• [Exercise details]: Only one stretch of the listing below is wanted. Begin at the line that has "Query: window frame", stop after the line that has "Query: shop window", and repeat every line in between exactly.

• [Data for the task]:
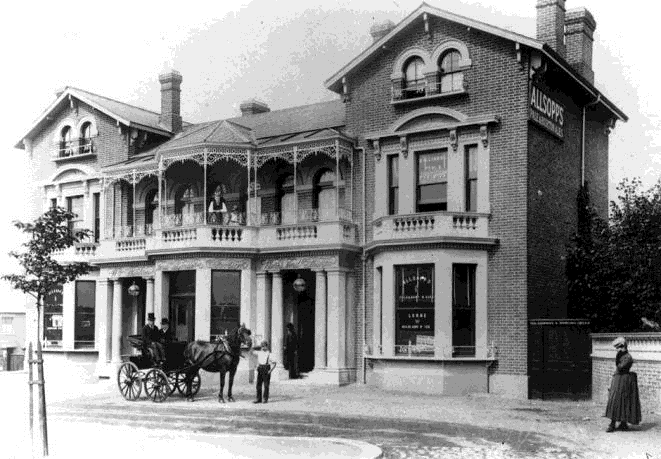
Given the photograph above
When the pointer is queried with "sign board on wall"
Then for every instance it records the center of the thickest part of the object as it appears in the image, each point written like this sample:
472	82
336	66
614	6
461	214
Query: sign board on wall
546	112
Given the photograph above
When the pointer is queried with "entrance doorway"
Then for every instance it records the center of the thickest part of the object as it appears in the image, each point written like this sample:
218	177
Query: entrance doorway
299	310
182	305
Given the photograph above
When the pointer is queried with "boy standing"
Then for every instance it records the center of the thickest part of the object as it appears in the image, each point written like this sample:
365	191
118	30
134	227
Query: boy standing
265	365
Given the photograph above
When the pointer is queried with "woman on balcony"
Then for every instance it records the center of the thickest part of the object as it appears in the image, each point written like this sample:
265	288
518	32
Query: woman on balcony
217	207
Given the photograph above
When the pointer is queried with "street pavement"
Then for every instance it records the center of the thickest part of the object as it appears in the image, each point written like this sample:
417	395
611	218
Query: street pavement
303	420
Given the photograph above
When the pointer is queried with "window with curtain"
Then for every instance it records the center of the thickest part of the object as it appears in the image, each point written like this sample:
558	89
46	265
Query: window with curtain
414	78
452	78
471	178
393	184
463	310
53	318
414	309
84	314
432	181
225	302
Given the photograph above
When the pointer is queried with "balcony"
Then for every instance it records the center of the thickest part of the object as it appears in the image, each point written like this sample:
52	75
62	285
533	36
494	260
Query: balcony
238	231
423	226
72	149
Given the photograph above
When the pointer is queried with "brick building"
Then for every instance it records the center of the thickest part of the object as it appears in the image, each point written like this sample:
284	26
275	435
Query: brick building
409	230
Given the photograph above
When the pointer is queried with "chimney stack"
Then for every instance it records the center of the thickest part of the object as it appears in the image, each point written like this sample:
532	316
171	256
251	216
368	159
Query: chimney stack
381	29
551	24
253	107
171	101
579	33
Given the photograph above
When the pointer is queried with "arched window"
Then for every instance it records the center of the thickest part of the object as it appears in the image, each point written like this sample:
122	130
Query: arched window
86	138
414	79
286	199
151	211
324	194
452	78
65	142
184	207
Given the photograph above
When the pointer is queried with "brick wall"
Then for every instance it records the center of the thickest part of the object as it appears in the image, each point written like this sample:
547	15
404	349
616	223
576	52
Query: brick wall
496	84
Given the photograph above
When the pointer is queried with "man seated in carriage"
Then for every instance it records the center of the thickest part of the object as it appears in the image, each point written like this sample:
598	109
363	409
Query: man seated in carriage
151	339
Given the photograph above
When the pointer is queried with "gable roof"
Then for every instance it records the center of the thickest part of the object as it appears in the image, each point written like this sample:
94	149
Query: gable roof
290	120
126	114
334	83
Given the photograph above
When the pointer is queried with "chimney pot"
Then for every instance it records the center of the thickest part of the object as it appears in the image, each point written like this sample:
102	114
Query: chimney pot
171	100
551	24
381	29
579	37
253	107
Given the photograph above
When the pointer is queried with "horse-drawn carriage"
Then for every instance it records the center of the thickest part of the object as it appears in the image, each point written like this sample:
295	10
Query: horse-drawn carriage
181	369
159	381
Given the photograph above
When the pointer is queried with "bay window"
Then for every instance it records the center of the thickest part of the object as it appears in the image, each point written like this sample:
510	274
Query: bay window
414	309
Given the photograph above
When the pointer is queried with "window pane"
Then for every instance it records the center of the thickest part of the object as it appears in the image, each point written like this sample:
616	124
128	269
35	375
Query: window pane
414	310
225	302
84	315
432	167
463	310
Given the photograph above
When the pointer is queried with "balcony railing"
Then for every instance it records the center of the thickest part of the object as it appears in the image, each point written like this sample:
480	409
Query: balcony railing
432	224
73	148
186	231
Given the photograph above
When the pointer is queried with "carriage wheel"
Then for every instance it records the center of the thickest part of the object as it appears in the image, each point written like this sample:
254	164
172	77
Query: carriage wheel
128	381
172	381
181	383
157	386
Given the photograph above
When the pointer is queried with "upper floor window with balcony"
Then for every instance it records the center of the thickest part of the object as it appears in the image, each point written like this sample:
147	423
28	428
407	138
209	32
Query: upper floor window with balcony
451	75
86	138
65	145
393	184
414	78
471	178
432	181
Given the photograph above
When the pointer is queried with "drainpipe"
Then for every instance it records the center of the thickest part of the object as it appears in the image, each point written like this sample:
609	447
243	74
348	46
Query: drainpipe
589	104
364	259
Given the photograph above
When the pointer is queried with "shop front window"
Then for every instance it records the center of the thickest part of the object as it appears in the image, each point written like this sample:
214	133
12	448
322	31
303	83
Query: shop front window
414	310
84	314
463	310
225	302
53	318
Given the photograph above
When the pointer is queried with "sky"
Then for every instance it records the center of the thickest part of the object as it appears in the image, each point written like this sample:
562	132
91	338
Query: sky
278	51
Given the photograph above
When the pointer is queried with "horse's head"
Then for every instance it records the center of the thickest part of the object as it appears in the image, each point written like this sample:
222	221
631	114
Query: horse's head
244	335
* * *
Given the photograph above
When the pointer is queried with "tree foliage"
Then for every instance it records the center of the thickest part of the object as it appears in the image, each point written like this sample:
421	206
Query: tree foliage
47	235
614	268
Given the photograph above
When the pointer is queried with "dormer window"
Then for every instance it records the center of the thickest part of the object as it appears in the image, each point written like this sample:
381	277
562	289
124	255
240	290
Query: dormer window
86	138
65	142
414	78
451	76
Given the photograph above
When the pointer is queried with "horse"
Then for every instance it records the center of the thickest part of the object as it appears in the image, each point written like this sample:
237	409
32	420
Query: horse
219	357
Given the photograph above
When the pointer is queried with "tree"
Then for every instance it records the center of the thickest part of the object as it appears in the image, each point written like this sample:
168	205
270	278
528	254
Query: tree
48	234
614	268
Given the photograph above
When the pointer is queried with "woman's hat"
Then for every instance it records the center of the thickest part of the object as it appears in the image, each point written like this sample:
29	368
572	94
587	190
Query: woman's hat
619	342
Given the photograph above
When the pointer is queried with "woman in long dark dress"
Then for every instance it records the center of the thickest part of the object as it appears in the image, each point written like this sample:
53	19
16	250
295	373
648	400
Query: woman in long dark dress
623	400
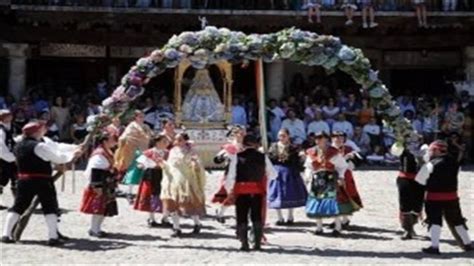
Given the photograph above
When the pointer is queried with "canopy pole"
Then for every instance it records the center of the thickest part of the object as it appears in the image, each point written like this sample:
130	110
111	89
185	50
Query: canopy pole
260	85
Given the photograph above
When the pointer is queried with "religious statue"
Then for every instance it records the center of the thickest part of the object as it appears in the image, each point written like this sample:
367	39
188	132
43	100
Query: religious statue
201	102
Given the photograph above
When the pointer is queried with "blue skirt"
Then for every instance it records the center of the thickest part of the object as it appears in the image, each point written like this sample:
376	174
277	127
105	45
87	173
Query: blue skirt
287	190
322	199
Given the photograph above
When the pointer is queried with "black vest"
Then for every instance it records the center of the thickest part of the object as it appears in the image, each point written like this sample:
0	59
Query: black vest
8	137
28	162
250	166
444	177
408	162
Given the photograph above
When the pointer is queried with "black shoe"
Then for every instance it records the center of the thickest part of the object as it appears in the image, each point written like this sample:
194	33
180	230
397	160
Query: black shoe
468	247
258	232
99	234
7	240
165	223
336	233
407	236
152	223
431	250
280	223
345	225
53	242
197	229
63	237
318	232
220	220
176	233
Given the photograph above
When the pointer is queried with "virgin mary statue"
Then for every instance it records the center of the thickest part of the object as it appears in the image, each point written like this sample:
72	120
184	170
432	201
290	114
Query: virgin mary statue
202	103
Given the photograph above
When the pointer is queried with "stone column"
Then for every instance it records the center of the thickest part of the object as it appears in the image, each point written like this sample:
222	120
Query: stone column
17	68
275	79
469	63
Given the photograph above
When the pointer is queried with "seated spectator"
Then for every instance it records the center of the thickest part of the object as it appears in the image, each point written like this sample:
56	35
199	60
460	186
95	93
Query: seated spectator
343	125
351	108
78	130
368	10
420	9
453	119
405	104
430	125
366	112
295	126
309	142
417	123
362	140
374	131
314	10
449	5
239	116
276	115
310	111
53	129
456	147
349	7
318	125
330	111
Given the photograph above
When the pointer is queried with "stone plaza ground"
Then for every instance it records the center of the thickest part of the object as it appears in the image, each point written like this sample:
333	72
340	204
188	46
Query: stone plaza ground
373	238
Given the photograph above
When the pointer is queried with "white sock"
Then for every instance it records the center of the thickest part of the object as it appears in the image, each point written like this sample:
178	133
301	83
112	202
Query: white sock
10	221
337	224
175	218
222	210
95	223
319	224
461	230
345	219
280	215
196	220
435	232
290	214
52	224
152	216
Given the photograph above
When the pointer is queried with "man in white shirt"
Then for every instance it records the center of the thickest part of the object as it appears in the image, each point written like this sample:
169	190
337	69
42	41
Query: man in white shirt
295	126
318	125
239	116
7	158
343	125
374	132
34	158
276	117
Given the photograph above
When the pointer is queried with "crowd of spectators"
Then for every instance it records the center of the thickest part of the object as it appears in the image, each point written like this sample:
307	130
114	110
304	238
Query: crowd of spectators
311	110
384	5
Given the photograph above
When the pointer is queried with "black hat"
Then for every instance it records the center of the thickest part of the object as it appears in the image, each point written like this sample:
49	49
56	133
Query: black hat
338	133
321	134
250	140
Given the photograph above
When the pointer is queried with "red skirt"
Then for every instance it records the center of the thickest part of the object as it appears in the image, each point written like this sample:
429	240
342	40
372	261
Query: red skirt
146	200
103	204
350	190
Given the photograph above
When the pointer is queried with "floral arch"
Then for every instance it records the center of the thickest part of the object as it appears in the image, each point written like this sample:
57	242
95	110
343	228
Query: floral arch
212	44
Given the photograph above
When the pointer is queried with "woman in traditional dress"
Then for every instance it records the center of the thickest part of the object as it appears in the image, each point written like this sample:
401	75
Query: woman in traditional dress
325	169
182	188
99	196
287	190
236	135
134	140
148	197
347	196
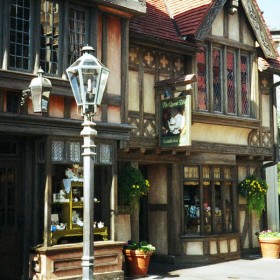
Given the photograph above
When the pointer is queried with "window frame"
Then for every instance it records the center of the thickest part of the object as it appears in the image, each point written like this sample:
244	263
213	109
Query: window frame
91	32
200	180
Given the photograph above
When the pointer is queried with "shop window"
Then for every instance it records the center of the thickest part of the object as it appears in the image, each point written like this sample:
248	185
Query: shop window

• [Written answer]:
Query: window frame
91	32
200	180
Given the photograph above
When the pointer is queried with "shop window"
Then for every instance it records the center of the thickest part of the object as it appears in the image, each point written like this sample:
248	185
Query: shop window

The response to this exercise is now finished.